== Segment start ==

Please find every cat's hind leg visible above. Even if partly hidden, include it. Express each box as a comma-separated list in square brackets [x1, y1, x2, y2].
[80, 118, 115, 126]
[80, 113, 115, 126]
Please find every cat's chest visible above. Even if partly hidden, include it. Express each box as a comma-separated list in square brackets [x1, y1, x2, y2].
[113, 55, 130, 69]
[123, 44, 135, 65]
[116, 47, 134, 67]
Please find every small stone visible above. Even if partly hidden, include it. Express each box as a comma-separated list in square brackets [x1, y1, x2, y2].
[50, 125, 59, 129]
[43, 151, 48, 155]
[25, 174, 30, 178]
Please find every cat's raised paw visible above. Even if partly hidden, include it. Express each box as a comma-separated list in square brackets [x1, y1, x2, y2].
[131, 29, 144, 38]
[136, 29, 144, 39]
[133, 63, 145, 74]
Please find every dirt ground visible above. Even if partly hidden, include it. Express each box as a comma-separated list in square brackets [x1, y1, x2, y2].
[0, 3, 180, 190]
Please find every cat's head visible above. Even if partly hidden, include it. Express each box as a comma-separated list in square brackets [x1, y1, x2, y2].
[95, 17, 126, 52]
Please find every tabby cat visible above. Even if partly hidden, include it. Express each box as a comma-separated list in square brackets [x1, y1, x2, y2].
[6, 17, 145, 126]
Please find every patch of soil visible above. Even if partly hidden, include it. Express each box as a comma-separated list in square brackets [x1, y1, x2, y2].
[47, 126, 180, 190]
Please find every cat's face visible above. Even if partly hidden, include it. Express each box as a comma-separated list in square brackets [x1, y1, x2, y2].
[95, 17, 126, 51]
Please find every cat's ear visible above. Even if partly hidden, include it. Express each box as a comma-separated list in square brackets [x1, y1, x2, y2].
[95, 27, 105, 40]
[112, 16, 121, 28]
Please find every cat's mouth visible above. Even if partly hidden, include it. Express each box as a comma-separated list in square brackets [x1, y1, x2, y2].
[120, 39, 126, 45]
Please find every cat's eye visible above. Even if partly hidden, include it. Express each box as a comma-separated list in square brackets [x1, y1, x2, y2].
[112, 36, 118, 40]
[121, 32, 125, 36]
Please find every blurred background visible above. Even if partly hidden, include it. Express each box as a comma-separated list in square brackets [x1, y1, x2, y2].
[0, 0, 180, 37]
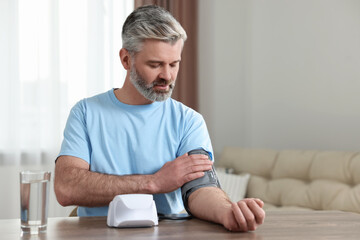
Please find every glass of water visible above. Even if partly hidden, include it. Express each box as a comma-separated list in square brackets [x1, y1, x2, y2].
[20, 171, 51, 234]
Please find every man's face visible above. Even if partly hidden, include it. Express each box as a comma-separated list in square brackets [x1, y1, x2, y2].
[129, 39, 183, 102]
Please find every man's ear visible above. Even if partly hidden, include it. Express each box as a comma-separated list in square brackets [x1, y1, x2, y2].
[119, 48, 132, 70]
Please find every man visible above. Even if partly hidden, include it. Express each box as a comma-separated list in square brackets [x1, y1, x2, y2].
[54, 5, 265, 232]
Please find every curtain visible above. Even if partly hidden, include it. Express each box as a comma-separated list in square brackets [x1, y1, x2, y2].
[134, 0, 198, 111]
[0, 0, 134, 165]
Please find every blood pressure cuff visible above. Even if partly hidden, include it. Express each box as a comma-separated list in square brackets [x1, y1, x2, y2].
[181, 149, 221, 215]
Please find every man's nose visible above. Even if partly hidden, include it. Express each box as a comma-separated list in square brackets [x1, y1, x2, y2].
[159, 66, 172, 81]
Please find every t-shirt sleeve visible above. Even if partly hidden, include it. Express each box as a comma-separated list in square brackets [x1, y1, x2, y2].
[177, 112, 214, 161]
[58, 100, 92, 163]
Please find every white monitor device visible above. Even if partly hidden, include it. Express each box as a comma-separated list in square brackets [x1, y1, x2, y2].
[107, 194, 158, 228]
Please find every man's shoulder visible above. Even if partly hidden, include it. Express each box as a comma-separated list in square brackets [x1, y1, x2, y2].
[85, 89, 112, 103]
[75, 89, 112, 108]
[167, 98, 196, 112]
[167, 98, 203, 120]
[70, 89, 113, 114]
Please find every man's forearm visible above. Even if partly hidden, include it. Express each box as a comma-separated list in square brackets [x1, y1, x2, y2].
[187, 187, 232, 225]
[54, 153, 213, 208]
[55, 165, 156, 207]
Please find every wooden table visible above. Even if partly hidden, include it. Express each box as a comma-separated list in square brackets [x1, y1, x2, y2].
[1, 210, 360, 239]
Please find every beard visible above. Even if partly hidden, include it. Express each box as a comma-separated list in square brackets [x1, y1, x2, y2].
[129, 65, 176, 102]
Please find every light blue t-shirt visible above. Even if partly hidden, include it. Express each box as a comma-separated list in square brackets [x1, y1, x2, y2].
[58, 89, 213, 216]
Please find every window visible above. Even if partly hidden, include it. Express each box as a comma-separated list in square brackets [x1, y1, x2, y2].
[0, 0, 134, 165]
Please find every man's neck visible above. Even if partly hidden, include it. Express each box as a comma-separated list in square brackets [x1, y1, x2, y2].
[114, 80, 154, 105]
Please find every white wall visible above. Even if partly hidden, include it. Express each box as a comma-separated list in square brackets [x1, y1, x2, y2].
[198, 0, 360, 157]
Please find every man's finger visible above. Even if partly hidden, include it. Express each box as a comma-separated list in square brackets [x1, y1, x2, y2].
[247, 200, 266, 225]
[187, 164, 213, 173]
[188, 154, 211, 162]
[183, 172, 205, 183]
[231, 202, 248, 232]
[238, 201, 257, 231]
[243, 198, 264, 208]
[253, 198, 264, 208]
[183, 157, 213, 173]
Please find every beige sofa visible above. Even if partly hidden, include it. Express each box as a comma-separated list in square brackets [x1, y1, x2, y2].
[217, 147, 360, 213]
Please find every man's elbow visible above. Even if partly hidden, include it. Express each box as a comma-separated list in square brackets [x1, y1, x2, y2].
[54, 181, 73, 207]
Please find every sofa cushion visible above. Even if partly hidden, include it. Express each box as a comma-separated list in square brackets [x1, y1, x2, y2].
[218, 147, 360, 213]
[219, 148, 278, 178]
[263, 202, 313, 211]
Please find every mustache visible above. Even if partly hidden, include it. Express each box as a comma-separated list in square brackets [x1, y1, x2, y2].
[151, 79, 175, 89]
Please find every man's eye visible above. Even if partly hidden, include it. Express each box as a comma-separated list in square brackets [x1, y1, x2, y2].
[149, 64, 160, 68]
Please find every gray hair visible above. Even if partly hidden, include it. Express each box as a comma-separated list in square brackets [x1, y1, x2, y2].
[122, 5, 187, 53]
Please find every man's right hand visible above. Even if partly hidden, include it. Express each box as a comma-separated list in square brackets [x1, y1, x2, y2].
[151, 153, 213, 193]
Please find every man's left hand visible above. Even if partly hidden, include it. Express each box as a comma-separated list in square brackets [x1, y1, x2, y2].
[221, 198, 265, 232]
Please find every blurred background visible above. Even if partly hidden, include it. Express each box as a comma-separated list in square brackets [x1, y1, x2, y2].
[1, 0, 359, 219]
[198, 0, 360, 158]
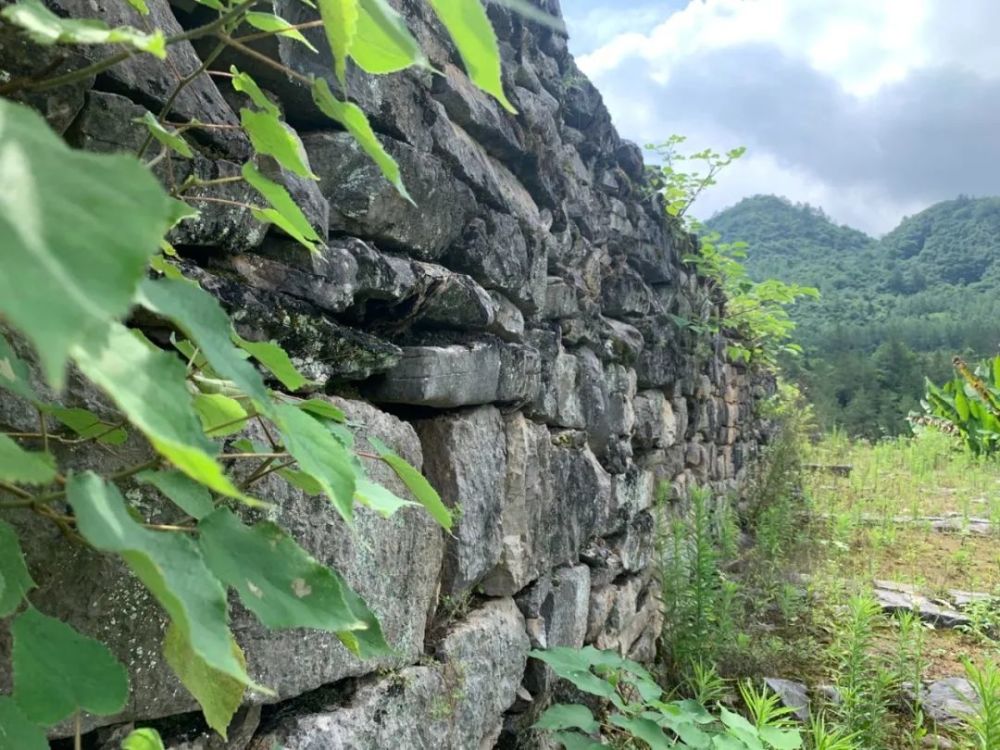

== Segment end ==

Activity
Write out each entry again exactly, and skip the pictures.

Task result
Please find every cat's hind leg visible above. Even if partly hidden, include it. Express each box as a comma-separated list in square brackets [x1, y1, x2, y2].
[80, 118, 115, 126]
[80, 113, 115, 126]
Please find every cat's chest visible above. Even if partly hidden, include it. Express each box as a comma-separated list in square brackets [x1, y1, x2, y2].
[113, 55, 130, 69]
[123, 44, 135, 65]
[116, 47, 134, 67]
Please find every small stone visible above. Even if partly hidden, include it. Express each box as a comma-separated list in square brackets [x1, y1, x2, y2].
[50, 125, 59, 129]
[43, 151, 48, 155]
[25, 174, 30, 178]
Please find every cat's raised paw visible above. Even if partly hidden, include it. Express each box as a comma-separated list in square brackets [x1, y1, x2, y2].
[131, 29, 144, 38]
[136, 29, 144, 39]
[133, 63, 145, 74]
Please find every dirt ground visible above. Even if partly hidden, include it. Express each box as a comma-separated list in square brackets [x1, y1, x2, y2].
[0, 3, 180, 190]
Please find every cat's head visible above. Even if partly hidden, include it. Express each box as a comma-separated list in square brackets [x1, y1, x2, y2].
[95, 17, 126, 52]
Please find every tabby cat visible above. Even if partly hidden, include it. Express each box as a comma-separated list in square brackets [x1, y1, x2, y2].
[6, 17, 145, 126]
Please find every patch of soil visible above. Even if partly hidden, include it. Express each box as a comma-separated list in square brackets [x1, y1, x2, y2].
[47, 126, 180, 190]
Please find every cat's face visible above. Even if partly hidden, include it. Express each box as a comma-separated list in square brackets [x1, y1, x2, y2].
[95, 17, 126, 51]
Please find every cat's ear visible above. Even if partly hidden, include it. Express each box as a comma-separated list in square brackets [x1, y1, x2, y2].
[95, 27, 105, 40]
[112, 16, 121, 28]
Please find every cat's mouth visible above. Even if partly hidden, include it. Express each box as a comma-separated list in square brackets [x1, y1, x2, y2].
[120, 39, 126, 45]
Please find every cat's eye visible above. Even if partly hidden, include it. Express each box as a comma-separated list in square brackets [x1, y1, x2, y2].
[112, 36, 118, 40]
[121, 32, 125, 36]
Please find every blurred background visible above. Even if partly hidden, include it. Express each box as a comma-separated list in square brackets [x1, y1, x2, y2].
[0, 0, 180, 37]
Please find every glass of water visible above. Even if partly hidden, include it. Express each box as a comma-separated list in square brackets [x1, y1, x2, y2].
[20, 171, 51, 234]
Please find every man's face visible above. Even if partly hidden, include it. Express each box as a comma-separated list in square brackets [x1, y1, x2, y2].
[129, 39, 183, 102]
Please find every man's ear visible above. Even if partly hidden, include it. Express each box as a comma-separated list in square brackets [x1, y1, x2, y2].
[119, 48, 132, 70]
Please find every man visible above. Even if partly hidden, include it. Express each box as a comma-separated list in square brackets [x1, y1, x2, y2].
[54, 5, 265, 232]
Please find every curtain visible above. Even if partly hidden, include it. Express each box as a comma-separated list in square brackets [x1, y1, x2, y2].
[134, 0, 198, 111]
[0, 0, 134, 165]
Please find every blood pressure cuff visible above. Even if partly hidden, include it. Express each box as a comma-separated list in square brackets [x1, y1, x2, y2].
[181, 149, 221, 215]
Please find every man's nose visible above. Even if partly hidden, include it. Express each box as a comma-separated list in square brackets [x1, y1, x2, y2].
[159, 66, 172, 81]
Please find every t-shirt sleeve visible above. Even if partly hidden, include it. Express each box as a comma-separated list in square brackets [x1, y1, x2, y2].
[177, 112, 214, 161]
[58, 100, 92, 163]
Please find every white monitor device visible above. Even if partly hidden, include it. Express each box as a comma-separated list in square brackets [x1, y1, x2, y2].
[107, 194, 158, 228]
Please find every man's shoulder visible above. Even if partly hidden, include it. Express each box as a comma-separated list in square brackets [x1, y1, x2, y2].
[85, 89, 112, 103]
[75, 89, 112, 108]
[167, 98, 196, 112]
[167, 98, 203, 120]
[70, 89, 113, 114]
Please find every man's forearm visible above. Even if partly hidden, include it. Express each box as a comma-separated list in square brackets [x1, y1, x2, y2].
[187, 187, 232, 225]
[54, 153, 213, 208]
[55, 165, 156, 207]
Please find every wooden table visible above. Even if partly hidden, include it. Express each box as a comma-separated list in square brackets [x1, y1, x2, y2].
[1, 210, 360, 239]
Please find every beard visible above. Even if partly hidden, include it. Express each box as a comma-separated list in square brackets [x1, y1, x2, y2].
[129, 65, 176, 102]
Please find every light blue t-shirt visible above. Even if partly hidden, include it. Express each box as a comma-separated list in square brackets [x1, y1, x2, y2].
[58, 89, 213, 216]
Please find every window visible above. Even if partly hidden, include it. Express each box as a comma-separated list in square brackets [x1, y1, x2, y2].
[0, 0, 134, 165]
Please find every man's neck visible above. Even if partly hidden, include it. Express each box as a comma-separated list in square brackets [x1, y1, x2, y2].
[114, 80, 154, 105]
Please find every white wall visible above. Even if partly hidden, include it. Express each box as a comma-separated list in square brackets [x1, y1, x2, y2].
[198, 0, 360, 157]
Please find every man's finger visible above. Even if partly hidden, include it. Express each box as a comma-separated list in square brackets [x1, y1, x2, y2].
[247, 200, 266, 225]
[187, 164, 213, 173]
[188, 154, 211, 162]
[183, 172, 205, 183]
[231, 202, 248, 232]
[238, 201, 257, 231]
[243, 198, 264, 208]
[253, 198, 264, 208]
[183, 157, 213, 173]
Please find every beige sofa visible above. Even if partly hidden, include it. Express each box as a comma-separated list in square brackets [x1, y1, x2, y2].
[217, 147, 360, 213]
Please find every man's elbow visible above. Even if partly hidden, include it. Express each box as a comma-separated list in square brackets [x1, y1, x2, y2].
[54, 181, 73, 207]
Please find every sofa cushion visible above. Even if partly hidden, include it. Express each box as a comma-separated list in square brackets [x1, y1, x2, y2].
[218, 147, 360, 213]
[219, 148, 278, 178]
[263, 202, 313, 211]
Please find every mustache visible above. Even if partly hidden, include it. Express each box as a comma-separated list in square brackets [x1, y1, x2, y2].
[151, 79, 175, 89]
Please find every man's eye visible above. Even if partly hidden, include it. Express each box as a comma-separated list in square brackets [x1, y1, x2, y2].
[149, 64, 160, 68]
Please find every gray hair visible above. Even if partly hidden, include it. Express each box as a comma-separated list in square brackets [x1, y1, x2, y2].
[122, 5, 187, 53]
Please find every man's right hand visible above. Even if partly hidden, include it. Express each box as a comma-separated list in square brackets [x1, y1, x2, y2].
[151, 153, 213, 193]
Please find every man's left hand visible above. Even if partly hidden, include it. Express each box as a comma-separated list in square brackets [x1, y1, x2, y2].
[221, 198, 265, 232]
Please find every blurred background visible above. Even if partly hidden, include it. Express each box as a comma-separated list in square brackets [x1, y1, x2, y2].
[1, 0, 359, 219]
[198, 0, 360, 158]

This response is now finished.